+++ Dataset excerpts

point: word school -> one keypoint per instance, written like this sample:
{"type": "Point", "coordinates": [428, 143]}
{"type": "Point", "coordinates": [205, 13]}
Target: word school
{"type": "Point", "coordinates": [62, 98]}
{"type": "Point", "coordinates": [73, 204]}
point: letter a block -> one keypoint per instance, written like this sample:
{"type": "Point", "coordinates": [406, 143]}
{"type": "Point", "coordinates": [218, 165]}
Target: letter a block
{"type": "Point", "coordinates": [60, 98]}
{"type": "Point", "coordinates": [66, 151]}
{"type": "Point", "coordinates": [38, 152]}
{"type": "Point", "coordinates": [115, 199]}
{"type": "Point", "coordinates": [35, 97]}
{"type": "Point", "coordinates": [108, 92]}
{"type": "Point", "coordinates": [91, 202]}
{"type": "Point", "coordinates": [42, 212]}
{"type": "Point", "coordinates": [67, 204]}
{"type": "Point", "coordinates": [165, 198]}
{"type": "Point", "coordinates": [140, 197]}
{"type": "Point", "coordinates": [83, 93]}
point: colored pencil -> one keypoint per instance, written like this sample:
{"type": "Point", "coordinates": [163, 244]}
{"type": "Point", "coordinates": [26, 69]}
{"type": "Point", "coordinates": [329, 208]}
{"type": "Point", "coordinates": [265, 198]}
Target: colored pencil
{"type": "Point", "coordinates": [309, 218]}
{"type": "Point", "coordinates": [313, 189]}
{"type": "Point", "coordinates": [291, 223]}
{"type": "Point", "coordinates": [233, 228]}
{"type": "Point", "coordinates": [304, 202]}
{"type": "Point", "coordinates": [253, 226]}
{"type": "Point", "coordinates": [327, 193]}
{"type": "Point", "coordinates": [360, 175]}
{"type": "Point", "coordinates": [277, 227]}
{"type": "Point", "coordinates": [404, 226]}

++++++

Task directions: The records above are to be repeated exactly, in their entirety.

Solution for this exercise:
point: word school -> one keypoint per instance, written like this sample:
{"type": "Point", "coordinates": [428, 143]}
{"type": "Point", "coordinates": [205, 13]}
Target: word school
{"type": "Point", "coordinates": [62, 98]}
{"type": "Point", "coordinates": [73, 204]}
point: letter a block -> one keypoint per instance, written like this sample:
{"type": "Point", "coordinates": [406, 143]}
{"type": "Point", "coordinates": [218, 165]}
Target: letter a block
{"type": "Point", "coordinates": [60, 98]}
{"type": "Point", "coordinates": [66, 151]}
{"type": "Point", "coordinates": [38, 152]}
{"type": "Point", "coordinates": [115, 199]}
{"type": "Point", "coordinates": [35, 97]}
{"type": "Point", "coordinates": [108, 92]}
{"type": "Point", "coordinates": [91, 202]}
{"type": "Point", "coordinates": [42, 212]}
{"type": "Point", "coordinates": [67, 204]}
{"type": "Point", "coordinates": [165, 198]}
{"type": "Point", "coordinates": [140, 197]}
{"type": "Point", "coordinates": [83, 93]}
point: colored pencil -> one keypoint per instance, written like this sample:
{"type": "Point", "coordinates": [163, 244]}
{"type": "Point", "coordinates": [26, 69]}
{"type": "Point", "coordinates": [329, 208]}
{"type": "Point", "coordinates": [265, 198]}
Target: colored pencil
{"type": "Point", "coordinates": [309, 218]}
{"type": "Point", "coordinates": [313, 189]}
{"type": "Point", "coordinates": [291, 223]}
{"type": "Point", "coordinates": [233, 228]}
{"type": "Point", "coordinates": [304, 202]}
{"type": "Point", "coordinates": [253, 226]}
{"type": "Point", "coordinates": [327, 193]}
{"type": "Point", "coordinates": [360, 175]}
{"type": "Point", "coordinates": [277, 227]}
{"type": "Point", "coordinates": [404, 226]}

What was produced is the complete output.